-- About this exercise --
Will you quote all of the entries, word for word?

-- Records to use --
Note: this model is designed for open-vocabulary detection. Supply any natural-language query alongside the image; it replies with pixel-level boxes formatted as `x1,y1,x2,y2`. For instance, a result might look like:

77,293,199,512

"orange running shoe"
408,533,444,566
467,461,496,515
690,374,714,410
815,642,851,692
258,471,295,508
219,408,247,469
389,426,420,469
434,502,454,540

-- Answer to the exercise --
Note: this model is designed for open-vocabulary detection. Supply any natural-language query alongside the image; it replies with pixel-level boxes formatted as `x1,y1,x2,y2`. For instance, a result might look like:

77,293,199,512

"orange running shoe"
408,533,444,566
467,461,496,515
690,374,714,410
815,642,851,692
258,471,295,508
219,408,247,469
389,426,420,469
434,502,454,540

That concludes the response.